* [Исходный текст]
↓↓↓
Усталые путешественники продолжали движение в направлении Фолиньо. Повозки были плохо приспособлены к тряске на разбитых дорогах, несколько осей уже сломалось. А Лукреция, несмотря на опоздание, отказывалась ехать быстрее. Зная о своем хрупком здоровье и решив предстать перед супругом во всем великолепии, она сильно беспокоилась о свежести своего лица и красоте кожи. Сразу же по прибытии в Фолиньо, во дворец Тринчи, ее служанки занялись ее лицом и волосами. По словам дона Ферранте, результат был превосходным. Он писал Изабелле Мантуанской:
Вчера мы — она и я — открыли праздник, и я никогда еще не видел ее столь красивой. Волосы ее еще сильнее отливали золотом, чем обычно. Похоже, следует мыть их очень часто, чтобы сохранить их цвет, их необыкновенный светлый цвет. В платье из черного бархата она казалась еще более тоненькой, еще более очаровательной. На голове у нее была маленькая золотая шапочка, которую с трудом можно было различить на ее золотых волосах. На лбу ее блистал огромный сапфир, подходивший к цвету ее глаз. Ее испанские карлики — существа весьма забавные. Они танцуют вместе с ней, повсюду за ней следуют, что еще больше привлекает внимание к ее красоте. Они тщеславны и любят разгуливать в богатых одеждах, гармонирующих с одеждой их хозяйки. Они позволяют себе непристойные жесты и грубые шутки, в том числе и по отношению к ней. Никого это не возмущает. Римские нравы не схожи с мантуанскими. Что бы ты сказала, если бы твои карлики не давали тебе покоя своими насмешками в танцевальном зале? Лукреция переносит эти шутки, сохраняя прекрасное чувство юмора. Кроме того, она повеселела с тех пор, как мы покинули Сполето, где она казалась мрачной2.
На следующий день папский легат показал дочери папы первые произведения, напечатанные в Фолиньо тридцать два года тому назад: «De belto italico adversus Gothos» Леонардо Аретино и первое издание «Божественной комедии». На рассвете кортеж вновь отправился в путь, проехал Ночеру, Ульбрию и Гвальдо Тадино, покинул пределы Папского государства и въехал на территорию Урбинского герцогства. В этом маленьком городке, над которым возвышалась Рокка Флеа, построенная императором Фридрихом III, кардинал Козенцы расстался со своей племянницей. Он должен был вернуться в Рим, где его ждали два сына Лукреции. В минуту расставания она не смогла сдержать слез. В последний раз она видела прекрасное и мудрое лицо этого человека, всегда проявлявшего к ней сострадание и оказывавшего поддержку.
На следующий день Лукреции предстояло испытание: встреча с первой дамой Италии Элизабеттой Гонзага, герцогиней Урбинской, дочерью маркиза Мантуанского Федерико Гонзага. Ее муж Гвидубальдо Монтефельтро, третий герцог Урбино, был сыном Федерико Монтефельтро и Баттисты Сфорца, чьи великолепные портреты кисти Пьеро делла Франческа по сей день можно увидеть в Уффици во Флоренции. Бок о бок со своим супругом Элизабетта управляла герцогством с необыкновенной мудростью. Гармоничный союз, царивший между домами Гонзага и Монтефельтро, избавил их от применения насилия. Владыки Мантуи и Урбино — редчайший факт для той эпохи — не были причастны к тайным убийствам.
↑↑↑
* [Записи]
↓↓↓
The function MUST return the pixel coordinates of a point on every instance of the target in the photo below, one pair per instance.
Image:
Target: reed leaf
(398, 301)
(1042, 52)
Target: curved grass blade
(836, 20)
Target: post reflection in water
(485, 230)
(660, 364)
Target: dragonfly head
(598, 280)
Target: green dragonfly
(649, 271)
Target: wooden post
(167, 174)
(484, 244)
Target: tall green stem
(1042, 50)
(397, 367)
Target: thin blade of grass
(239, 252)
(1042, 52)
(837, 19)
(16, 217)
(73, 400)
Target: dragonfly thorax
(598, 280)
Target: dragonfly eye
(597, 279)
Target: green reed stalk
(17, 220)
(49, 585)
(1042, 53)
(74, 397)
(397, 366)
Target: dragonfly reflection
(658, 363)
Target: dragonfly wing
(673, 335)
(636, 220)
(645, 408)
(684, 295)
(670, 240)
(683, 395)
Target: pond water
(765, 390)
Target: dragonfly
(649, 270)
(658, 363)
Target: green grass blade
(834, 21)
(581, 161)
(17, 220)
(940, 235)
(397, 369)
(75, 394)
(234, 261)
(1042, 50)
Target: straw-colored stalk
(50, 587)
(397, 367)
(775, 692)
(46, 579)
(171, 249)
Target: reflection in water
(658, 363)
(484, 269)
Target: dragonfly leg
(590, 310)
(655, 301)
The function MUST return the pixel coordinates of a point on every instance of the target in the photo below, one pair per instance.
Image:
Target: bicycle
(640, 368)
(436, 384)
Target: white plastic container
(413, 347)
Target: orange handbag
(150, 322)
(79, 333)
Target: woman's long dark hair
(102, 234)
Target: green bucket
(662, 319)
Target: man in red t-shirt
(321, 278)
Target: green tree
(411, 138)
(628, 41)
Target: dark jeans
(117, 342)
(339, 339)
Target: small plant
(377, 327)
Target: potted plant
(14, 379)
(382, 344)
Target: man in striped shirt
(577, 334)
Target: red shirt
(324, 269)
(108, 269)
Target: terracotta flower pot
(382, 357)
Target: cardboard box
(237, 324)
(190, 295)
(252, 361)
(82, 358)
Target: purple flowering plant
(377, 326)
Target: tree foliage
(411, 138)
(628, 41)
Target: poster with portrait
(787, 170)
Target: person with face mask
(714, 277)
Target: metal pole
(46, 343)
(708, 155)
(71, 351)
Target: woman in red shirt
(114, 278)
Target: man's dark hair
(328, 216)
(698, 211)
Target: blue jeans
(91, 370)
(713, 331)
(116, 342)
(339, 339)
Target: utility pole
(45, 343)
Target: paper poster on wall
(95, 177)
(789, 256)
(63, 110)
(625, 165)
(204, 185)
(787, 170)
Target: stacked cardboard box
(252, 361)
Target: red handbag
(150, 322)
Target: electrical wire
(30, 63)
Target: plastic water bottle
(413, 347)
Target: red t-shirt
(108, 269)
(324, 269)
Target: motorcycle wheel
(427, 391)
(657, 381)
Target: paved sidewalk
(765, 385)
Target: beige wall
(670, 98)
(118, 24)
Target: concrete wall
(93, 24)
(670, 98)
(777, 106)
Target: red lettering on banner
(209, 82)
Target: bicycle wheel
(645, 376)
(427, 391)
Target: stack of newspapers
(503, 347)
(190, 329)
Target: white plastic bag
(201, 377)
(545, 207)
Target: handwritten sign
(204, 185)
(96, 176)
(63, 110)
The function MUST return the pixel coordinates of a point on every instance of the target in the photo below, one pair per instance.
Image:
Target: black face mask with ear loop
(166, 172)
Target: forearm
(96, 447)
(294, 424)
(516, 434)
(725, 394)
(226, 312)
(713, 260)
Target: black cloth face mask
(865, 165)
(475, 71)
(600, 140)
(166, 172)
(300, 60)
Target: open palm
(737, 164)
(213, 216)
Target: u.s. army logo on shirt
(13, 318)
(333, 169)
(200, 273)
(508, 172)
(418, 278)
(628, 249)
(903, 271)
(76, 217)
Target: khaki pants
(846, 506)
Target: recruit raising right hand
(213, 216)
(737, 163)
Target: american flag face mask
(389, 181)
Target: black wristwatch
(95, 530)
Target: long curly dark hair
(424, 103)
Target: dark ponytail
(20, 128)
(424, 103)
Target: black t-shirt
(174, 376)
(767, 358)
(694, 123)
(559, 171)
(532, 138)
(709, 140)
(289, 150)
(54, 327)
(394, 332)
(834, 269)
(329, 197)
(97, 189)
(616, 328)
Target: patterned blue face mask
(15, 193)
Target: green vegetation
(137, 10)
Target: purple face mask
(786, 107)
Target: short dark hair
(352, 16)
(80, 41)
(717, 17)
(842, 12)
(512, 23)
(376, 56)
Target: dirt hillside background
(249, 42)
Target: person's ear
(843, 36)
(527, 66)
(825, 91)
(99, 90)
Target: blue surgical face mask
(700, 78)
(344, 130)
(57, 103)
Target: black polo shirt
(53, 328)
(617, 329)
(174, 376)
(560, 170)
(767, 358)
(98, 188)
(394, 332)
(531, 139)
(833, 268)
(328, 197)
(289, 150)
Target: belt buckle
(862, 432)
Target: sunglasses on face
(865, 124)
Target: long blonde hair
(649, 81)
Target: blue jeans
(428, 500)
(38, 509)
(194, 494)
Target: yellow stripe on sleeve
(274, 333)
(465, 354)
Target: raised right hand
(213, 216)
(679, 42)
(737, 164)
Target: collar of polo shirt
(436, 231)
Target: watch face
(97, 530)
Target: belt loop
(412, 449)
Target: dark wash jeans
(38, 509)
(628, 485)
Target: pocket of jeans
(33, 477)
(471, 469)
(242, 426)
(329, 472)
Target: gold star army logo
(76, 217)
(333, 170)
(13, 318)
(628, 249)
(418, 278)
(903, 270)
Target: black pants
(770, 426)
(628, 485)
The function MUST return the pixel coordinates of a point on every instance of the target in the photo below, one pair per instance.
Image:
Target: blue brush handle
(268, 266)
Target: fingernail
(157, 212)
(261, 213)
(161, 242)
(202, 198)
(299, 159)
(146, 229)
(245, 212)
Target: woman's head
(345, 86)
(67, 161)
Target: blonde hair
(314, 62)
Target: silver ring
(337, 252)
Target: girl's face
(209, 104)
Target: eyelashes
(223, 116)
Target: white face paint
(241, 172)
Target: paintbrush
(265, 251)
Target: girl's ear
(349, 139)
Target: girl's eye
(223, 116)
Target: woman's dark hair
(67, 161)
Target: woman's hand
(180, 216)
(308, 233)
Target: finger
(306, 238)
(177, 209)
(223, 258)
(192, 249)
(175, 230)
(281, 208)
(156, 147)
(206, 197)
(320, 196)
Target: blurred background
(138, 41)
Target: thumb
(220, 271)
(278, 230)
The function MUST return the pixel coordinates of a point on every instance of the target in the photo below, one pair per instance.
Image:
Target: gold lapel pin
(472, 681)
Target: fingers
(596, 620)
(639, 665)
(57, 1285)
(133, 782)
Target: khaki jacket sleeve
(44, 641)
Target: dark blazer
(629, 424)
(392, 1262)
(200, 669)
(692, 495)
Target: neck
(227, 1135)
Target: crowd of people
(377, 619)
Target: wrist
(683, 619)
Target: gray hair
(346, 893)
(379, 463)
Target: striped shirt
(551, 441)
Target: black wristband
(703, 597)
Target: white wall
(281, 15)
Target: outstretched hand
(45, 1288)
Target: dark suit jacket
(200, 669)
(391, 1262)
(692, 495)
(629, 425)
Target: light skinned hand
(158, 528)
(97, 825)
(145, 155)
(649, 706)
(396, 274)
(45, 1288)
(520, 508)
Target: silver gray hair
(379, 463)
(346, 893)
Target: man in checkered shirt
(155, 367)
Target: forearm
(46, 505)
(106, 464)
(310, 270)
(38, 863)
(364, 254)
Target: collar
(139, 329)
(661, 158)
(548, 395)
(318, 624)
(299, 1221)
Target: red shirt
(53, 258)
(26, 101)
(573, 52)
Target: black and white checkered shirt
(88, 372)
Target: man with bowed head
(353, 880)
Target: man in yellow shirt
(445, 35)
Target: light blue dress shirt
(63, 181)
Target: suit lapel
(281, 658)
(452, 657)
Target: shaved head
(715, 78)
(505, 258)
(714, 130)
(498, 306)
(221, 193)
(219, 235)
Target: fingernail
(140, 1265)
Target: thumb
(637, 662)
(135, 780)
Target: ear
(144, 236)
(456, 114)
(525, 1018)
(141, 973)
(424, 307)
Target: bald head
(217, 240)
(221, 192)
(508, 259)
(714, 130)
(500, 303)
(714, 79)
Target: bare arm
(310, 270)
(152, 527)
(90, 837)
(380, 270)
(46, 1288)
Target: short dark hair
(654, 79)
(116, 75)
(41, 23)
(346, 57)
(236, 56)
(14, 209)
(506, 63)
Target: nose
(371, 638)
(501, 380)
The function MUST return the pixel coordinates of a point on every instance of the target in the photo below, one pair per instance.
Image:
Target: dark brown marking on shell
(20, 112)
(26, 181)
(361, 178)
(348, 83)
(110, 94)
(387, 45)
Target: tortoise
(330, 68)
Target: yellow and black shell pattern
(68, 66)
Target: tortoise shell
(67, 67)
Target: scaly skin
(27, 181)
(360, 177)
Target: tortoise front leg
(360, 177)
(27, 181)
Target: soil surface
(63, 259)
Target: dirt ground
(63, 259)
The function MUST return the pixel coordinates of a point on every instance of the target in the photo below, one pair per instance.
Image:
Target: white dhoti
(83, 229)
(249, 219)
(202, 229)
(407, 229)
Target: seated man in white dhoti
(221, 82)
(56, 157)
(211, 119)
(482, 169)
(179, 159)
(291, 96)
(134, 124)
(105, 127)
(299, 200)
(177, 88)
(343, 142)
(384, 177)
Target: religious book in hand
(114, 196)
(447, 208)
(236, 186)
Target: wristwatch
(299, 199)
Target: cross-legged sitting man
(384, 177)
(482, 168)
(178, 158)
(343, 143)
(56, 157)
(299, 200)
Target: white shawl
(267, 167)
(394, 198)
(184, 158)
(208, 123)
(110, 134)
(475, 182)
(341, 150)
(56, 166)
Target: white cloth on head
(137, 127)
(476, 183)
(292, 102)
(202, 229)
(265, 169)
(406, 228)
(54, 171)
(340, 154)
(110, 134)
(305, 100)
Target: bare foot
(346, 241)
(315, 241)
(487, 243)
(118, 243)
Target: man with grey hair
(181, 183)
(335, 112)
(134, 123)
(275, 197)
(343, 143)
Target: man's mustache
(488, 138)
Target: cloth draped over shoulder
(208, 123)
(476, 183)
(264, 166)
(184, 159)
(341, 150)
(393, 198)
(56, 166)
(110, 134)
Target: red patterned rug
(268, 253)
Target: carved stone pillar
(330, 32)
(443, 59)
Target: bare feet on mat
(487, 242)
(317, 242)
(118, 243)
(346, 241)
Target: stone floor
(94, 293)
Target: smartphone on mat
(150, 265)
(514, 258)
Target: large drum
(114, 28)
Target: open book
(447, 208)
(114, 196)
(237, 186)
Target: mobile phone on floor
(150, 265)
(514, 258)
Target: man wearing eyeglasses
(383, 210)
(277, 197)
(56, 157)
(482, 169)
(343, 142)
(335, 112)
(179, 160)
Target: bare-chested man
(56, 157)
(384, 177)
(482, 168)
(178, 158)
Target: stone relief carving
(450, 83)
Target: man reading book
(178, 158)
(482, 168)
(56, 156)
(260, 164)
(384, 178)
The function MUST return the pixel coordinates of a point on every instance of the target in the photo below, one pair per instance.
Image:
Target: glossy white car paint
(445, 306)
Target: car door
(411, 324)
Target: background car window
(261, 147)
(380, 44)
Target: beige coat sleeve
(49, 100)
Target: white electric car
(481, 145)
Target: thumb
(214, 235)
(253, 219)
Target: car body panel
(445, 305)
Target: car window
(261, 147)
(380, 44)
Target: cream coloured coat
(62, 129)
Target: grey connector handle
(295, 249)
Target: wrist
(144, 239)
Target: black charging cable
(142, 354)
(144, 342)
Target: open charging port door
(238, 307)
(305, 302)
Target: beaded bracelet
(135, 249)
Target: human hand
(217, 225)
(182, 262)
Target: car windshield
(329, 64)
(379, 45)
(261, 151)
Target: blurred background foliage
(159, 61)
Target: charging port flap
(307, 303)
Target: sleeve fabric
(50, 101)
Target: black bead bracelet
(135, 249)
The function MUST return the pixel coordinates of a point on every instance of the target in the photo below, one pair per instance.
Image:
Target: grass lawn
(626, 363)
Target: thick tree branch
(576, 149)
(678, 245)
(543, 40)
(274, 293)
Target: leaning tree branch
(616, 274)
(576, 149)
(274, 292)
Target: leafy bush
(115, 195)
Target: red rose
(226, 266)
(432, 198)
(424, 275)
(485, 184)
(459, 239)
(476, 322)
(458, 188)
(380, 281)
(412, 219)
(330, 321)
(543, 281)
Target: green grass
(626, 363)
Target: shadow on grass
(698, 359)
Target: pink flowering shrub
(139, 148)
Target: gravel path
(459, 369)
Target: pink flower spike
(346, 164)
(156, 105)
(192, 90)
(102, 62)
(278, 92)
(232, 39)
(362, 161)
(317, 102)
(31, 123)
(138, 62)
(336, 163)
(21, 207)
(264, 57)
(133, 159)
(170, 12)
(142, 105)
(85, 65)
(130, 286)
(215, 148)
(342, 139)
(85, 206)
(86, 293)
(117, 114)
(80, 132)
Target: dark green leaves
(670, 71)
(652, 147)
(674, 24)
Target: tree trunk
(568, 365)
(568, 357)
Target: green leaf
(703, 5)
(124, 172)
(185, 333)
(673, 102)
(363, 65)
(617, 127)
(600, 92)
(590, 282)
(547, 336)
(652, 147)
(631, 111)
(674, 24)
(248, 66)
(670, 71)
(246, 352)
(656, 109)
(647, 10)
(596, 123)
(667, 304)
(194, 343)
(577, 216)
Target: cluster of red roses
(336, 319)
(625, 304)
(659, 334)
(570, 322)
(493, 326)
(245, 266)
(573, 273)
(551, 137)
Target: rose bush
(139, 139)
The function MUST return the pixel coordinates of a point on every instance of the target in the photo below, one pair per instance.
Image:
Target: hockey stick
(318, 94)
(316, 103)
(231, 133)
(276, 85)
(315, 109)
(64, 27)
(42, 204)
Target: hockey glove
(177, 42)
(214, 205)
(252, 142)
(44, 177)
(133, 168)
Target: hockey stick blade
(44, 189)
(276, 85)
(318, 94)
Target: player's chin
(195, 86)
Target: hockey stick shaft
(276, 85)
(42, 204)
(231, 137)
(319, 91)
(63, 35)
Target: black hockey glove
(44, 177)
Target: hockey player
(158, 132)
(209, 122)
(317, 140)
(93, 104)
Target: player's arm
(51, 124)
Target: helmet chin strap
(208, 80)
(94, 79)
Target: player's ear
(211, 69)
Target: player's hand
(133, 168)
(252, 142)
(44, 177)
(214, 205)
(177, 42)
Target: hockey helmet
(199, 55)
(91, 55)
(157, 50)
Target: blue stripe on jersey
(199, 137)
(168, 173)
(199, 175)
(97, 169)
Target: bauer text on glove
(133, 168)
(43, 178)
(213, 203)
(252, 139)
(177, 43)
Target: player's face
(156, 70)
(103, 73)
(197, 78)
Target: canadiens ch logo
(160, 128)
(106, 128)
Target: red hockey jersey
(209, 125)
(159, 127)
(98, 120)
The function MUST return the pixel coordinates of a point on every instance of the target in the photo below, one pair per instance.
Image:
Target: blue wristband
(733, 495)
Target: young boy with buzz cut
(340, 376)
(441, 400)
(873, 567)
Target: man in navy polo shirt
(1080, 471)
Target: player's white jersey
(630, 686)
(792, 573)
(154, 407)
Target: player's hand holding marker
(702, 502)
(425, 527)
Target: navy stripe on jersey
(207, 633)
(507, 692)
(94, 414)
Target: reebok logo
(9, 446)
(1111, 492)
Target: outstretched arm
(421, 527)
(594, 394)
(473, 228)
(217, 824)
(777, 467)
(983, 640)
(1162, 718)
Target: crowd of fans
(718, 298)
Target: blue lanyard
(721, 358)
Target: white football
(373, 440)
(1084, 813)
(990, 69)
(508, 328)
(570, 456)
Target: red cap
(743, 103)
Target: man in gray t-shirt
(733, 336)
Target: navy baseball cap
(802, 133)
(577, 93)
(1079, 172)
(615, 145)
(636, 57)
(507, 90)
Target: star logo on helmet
↑↑↑
* [Задания]
[1] Ответьте на вопросы по тексту о путешествии Лукреции, ставя каждый ответ на отдельную строку с той же буквой:
(a) В каком дворце Фолиньо Лукреция остановилась по прибытии?
(b) Какой камень, по описанию дона Ферранте, блистал на лбу Лукреции?
(c) Кто расстался с Лукрецией в городке, над которым возвышалась Рокка Флеа?
[2] Изложите содержание текста о путешествии Лукреции в двух предложениях.
[3] Продолжите текст о путешествии Лукреции, начав сразу после его последнего предложения.

* [Ответы]
[1]
(a) Во дворце Тринчи.
(b) Огромный сапфир.
(c) Кардинал Козенцы.

[2] По дороге в Фолиньо Лукреция отказывалась ехать быстрее, заботясь о свежести лица, а дон Ферранте в письме Изабелле Мантуанской восхищался ее красотой на празднике. Затем кортеж въехал на территорию Урбинского герцогства, где с ней расстался кардинал Козенцы, а на следующий день ей предстояла встреча с Элизабеттой Гонзага, герцогиней Урбинской.

[3]
Папа не скрыл от своей дочери, какое тяжкое оскорбление он нанес Гвидубальдо, мужу Элизабетты, вынудив его служить самому несведущему и тщеславному из Борджа — Хуану Гандийскому. Подчинившийся папе против своей воли, герцог Урбинский был ранен и попал в руки Орсини, которые заключили его в сырую и мрачную темницу. Элизабетта немедленно попросила папу заплатить выкуп, однако, встретив отказ, была вынуждена влезть в огромные долги, чтобы добиться его освобождения. Когда муж вернулся, она его не узнала: он состарился раньше времени и потерял здоровье.
Лукреция знала, что Элизабетта никогда не простит этого Борджа, что она должна добиться если не дружбы, то хотя бы снисходительного отношения к себе урбинских правителей. Лукреции предстояла встреча с женщиной, чьи ум и доброта были гордостью эпохи. Ситуацию осложняло то, что у Элизабетты была сестра Маддалена, умершая в родах, которая была первой женой Джованни Сфорца.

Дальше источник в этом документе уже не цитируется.